━━━ AVAILABLE DATA ━━━
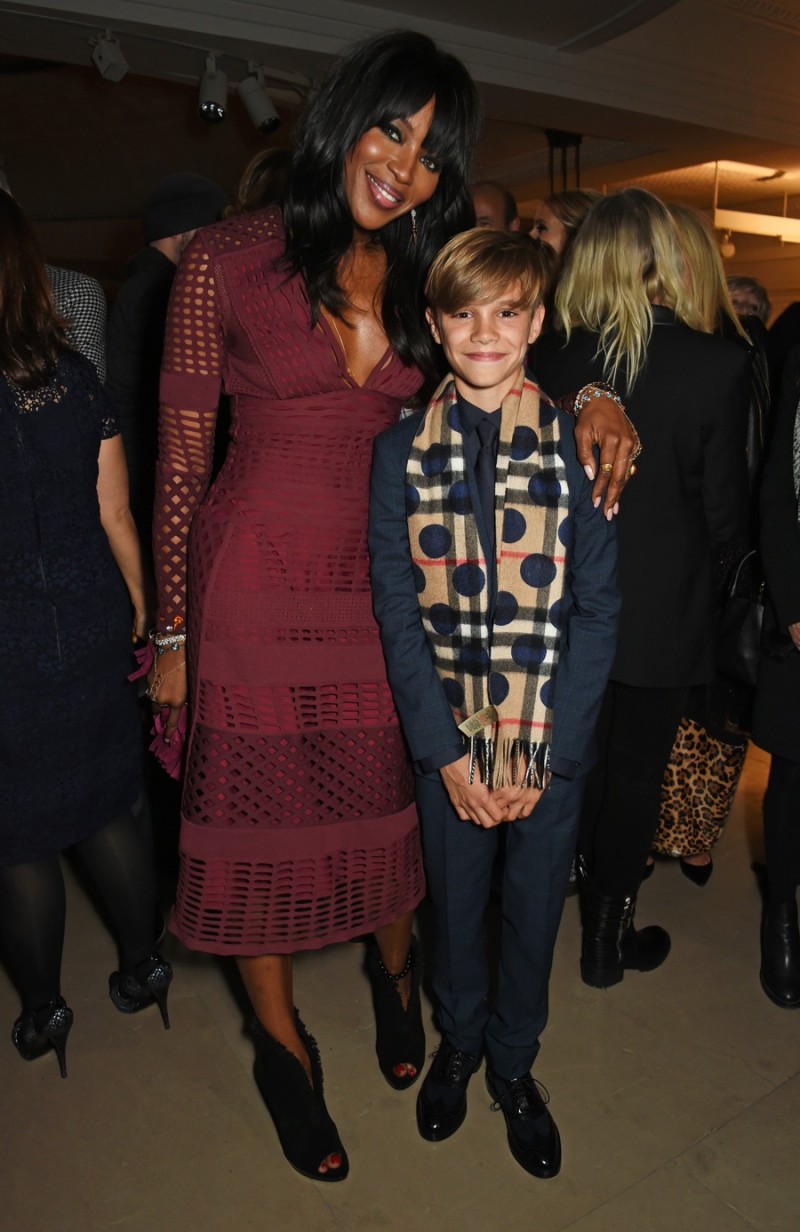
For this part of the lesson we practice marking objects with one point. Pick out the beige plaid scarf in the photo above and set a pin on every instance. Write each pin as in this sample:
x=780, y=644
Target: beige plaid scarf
x=497, y=668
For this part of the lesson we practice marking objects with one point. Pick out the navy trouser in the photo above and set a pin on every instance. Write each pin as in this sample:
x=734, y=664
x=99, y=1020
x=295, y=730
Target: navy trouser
x=459, y=859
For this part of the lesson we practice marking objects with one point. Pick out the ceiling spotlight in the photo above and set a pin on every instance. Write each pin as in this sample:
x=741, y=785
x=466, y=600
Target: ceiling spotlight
x=258, y=102
x=107, y=56
x=213, y=93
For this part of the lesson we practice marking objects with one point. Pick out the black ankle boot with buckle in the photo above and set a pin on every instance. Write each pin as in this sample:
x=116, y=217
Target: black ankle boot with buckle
x=612, y=945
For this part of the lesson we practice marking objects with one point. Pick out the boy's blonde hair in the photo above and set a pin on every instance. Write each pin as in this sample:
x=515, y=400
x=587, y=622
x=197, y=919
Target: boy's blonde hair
x=481, y=265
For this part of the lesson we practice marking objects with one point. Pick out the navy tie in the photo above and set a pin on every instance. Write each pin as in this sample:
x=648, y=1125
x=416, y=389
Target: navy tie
x=485, y=471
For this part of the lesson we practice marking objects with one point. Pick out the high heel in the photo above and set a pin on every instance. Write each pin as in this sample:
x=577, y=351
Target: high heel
x=147, y=983
x=699, y=874
x=401, y=1036
x=37, y=1031
x=305, y=1127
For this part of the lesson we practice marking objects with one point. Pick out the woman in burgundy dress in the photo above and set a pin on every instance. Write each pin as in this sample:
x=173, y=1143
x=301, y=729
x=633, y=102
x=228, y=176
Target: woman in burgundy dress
x=298, y=822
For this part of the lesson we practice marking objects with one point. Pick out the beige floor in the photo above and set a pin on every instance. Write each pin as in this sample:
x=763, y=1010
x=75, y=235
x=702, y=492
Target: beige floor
x=677, y=1094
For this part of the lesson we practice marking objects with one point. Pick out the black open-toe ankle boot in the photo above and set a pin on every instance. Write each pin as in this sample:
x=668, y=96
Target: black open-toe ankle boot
x=401, y=1036
x=303, y=1124
x=36, y=1031
x=612, y=945
x=146, y=984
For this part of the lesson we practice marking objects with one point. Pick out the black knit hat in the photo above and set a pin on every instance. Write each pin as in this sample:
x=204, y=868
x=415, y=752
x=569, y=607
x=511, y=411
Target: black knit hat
x=181, y=202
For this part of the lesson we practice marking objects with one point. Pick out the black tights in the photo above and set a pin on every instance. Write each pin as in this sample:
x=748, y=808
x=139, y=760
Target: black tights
x=32, y=907
x=636, y=731
x=782, y=829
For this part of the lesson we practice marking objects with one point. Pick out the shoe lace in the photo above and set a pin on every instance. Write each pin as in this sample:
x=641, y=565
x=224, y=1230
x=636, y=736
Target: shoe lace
x=523, y=1097
x=451, y=1063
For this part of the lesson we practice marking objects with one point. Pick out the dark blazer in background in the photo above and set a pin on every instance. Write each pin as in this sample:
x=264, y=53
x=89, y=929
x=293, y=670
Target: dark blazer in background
x=777, y=712
x=689, y=405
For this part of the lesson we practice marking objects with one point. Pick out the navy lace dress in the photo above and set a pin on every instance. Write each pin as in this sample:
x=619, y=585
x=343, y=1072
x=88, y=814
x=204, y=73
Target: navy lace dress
x=69, y=736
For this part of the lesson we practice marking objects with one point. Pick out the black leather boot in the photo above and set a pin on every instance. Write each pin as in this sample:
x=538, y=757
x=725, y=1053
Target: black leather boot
x=780, y=954
x=612, y=945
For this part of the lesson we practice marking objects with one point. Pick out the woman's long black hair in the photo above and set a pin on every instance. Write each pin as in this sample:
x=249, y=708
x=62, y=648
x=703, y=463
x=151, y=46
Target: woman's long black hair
x=386, y=78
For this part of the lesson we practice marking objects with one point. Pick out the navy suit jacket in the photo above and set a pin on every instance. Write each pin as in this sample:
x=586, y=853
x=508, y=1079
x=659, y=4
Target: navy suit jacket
x=589, y=612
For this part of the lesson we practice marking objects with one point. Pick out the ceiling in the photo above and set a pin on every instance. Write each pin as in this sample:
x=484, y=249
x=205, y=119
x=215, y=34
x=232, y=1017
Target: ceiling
x=657, y=90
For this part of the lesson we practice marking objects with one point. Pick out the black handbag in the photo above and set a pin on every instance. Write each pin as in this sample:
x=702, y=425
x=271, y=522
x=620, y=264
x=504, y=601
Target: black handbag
x=741, y=622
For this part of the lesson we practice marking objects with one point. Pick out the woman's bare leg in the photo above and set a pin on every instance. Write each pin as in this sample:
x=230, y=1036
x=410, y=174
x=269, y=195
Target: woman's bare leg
x=393, y=941
x=268, y=981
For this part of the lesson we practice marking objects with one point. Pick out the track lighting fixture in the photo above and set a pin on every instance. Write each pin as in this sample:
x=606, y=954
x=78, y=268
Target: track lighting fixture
x=107, y=56
x=213, y=93
x=258, y=102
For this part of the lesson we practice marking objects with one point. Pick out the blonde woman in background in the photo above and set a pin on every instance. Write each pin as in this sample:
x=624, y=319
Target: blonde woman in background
x=616, y=317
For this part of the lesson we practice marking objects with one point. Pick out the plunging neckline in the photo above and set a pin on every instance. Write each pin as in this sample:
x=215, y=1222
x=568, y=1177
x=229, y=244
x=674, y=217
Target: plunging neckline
x=342, y=356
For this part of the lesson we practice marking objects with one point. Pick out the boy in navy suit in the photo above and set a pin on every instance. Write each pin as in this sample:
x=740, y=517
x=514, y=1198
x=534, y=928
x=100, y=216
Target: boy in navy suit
x=494, y=587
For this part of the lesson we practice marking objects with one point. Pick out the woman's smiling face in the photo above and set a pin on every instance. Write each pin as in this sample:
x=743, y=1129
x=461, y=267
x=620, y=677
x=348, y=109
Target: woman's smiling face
x=388, y=170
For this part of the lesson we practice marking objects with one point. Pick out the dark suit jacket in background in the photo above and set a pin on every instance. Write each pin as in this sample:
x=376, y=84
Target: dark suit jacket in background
x=689, y=407
x=777, y=712
x=589, y=611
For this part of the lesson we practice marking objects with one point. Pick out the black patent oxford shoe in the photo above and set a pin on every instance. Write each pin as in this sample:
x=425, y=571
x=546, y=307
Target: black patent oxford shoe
x=533, y=1135
x=441, y=1104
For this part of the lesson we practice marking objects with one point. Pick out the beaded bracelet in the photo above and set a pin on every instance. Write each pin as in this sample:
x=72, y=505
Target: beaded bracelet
x=603, y=389
x=595, y=389
x=169, y=640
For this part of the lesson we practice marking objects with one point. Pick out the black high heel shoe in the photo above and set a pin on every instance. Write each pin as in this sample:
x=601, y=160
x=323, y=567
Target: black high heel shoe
x=305, y=1127
x=147, y=983
x=37, y=1031
x=699, y=874
x=401, y=1035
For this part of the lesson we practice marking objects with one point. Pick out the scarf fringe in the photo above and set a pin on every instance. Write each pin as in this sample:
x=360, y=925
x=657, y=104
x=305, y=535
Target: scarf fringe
x=515, y=763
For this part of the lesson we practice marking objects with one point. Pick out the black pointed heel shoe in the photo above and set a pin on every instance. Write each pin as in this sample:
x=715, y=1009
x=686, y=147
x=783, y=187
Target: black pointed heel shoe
x=37, y=1031
x=305, y=1127
x=146, y=984
x=699, y=874
x=400, y=1031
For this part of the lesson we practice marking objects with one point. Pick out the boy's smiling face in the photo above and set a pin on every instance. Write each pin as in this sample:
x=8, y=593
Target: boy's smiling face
x=486, y=344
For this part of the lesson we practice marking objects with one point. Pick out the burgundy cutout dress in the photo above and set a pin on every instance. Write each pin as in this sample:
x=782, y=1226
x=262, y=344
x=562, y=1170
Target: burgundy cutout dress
x=298, y=826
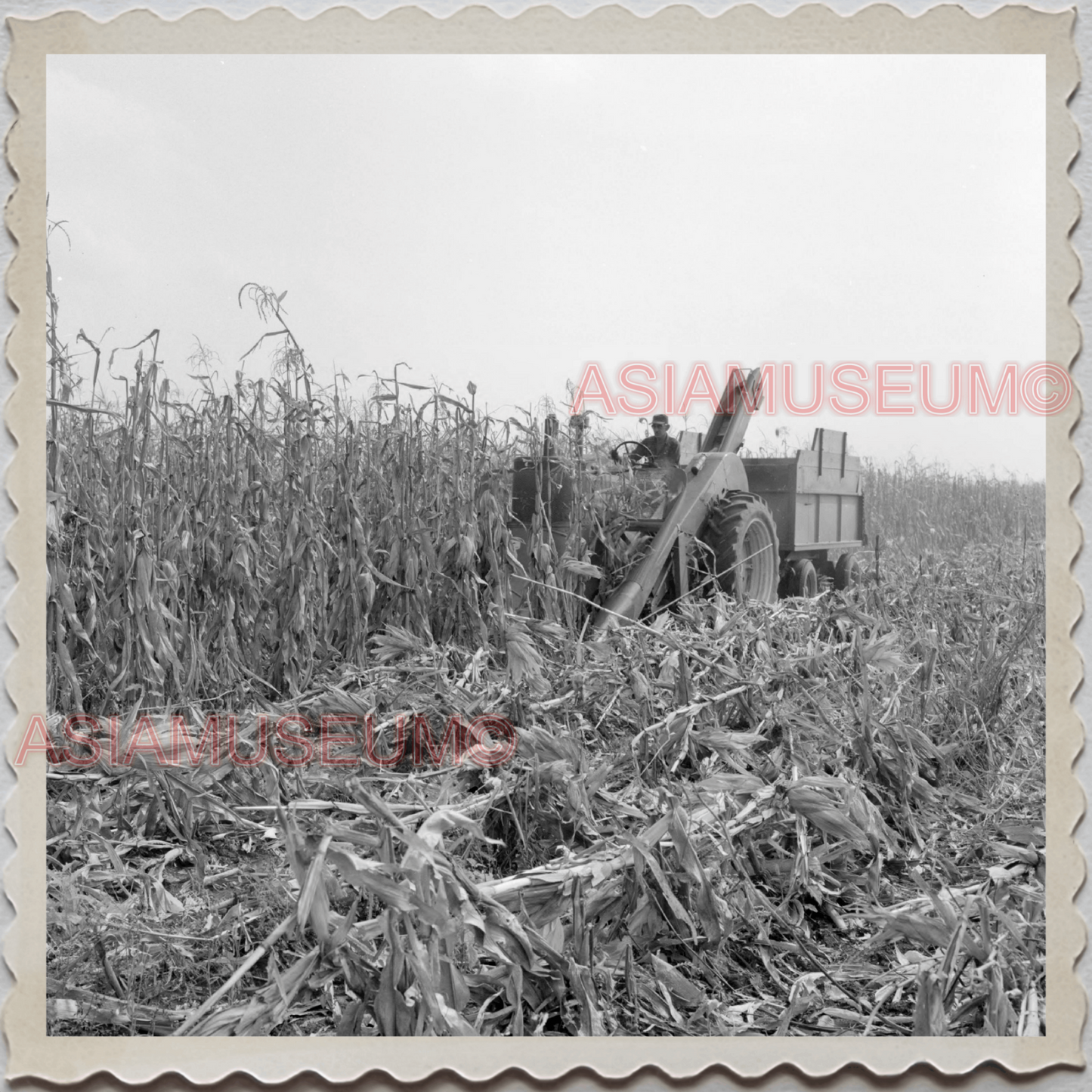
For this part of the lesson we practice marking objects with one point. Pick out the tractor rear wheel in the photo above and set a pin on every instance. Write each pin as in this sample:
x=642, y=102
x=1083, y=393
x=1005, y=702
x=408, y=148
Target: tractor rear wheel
x=848, y=571
x=805, y=579
x=743, y=537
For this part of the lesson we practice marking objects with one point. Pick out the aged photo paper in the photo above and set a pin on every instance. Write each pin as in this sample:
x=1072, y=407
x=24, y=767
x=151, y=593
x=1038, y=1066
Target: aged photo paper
x=527, y=532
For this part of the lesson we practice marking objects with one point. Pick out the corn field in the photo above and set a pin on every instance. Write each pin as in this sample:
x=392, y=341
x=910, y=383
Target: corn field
x=819, y=818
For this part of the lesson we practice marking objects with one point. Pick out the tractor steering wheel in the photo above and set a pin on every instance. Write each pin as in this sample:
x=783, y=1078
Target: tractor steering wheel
x=640, y=456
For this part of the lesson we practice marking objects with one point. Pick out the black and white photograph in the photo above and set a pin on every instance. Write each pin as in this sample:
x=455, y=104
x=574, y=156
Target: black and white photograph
x=546, y=545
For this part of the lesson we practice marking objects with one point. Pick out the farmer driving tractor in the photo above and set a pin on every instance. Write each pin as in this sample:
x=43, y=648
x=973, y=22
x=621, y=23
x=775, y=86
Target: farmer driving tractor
x=659, y=449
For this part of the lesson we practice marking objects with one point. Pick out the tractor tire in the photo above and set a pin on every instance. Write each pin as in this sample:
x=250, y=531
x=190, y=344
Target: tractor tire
x=848, y=572
x=805, y=580
x=743, y=537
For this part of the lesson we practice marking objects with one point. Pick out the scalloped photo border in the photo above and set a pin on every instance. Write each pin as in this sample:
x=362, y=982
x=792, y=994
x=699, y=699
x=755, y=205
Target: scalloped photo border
━━━
TASK DETAILS: Copy the items word for word, from the line with "the black and" up to and including the final line of the items.

SOLUTION TO THE EXERCISE:
For this part of the lesson we practice marking objects with one point. Pick out the black and white photograph in the photo above and set a pin on every instance. Write each pin as in this sample:
x=455, y=104
x=574, y=156
Target: black and white photograph
x=546, y=545
For this part of the lesson we practice marking objects with one point. Pick out the farmer driving tractor in the photo above and set a pin on every instance. Write each pin as in this sample:
x=43, y=648
x=973, y=22
x=621, y=23
x=775, y=86
Target: farmer driving tractor
x=659, y=449
For this part of the lesson we practice marking objects with one point. Pick out the tractor tire in the photo above and set a pin on every instance. Write each pin as in this sample:
x=250, y=531
x=190, y=344
Target: tractor tire
x=848, y=572
x=805, y=580
x=743, y=537
For this part of the lesson we practice marking objects with one point. Pick out the scalloped photo border in the photo above and set a pin on every instance. Write each pin as in this sample:
x=362, y=982
x=792, y=994
x=699, y=699
x=755, y=205
Target: scalloped photo border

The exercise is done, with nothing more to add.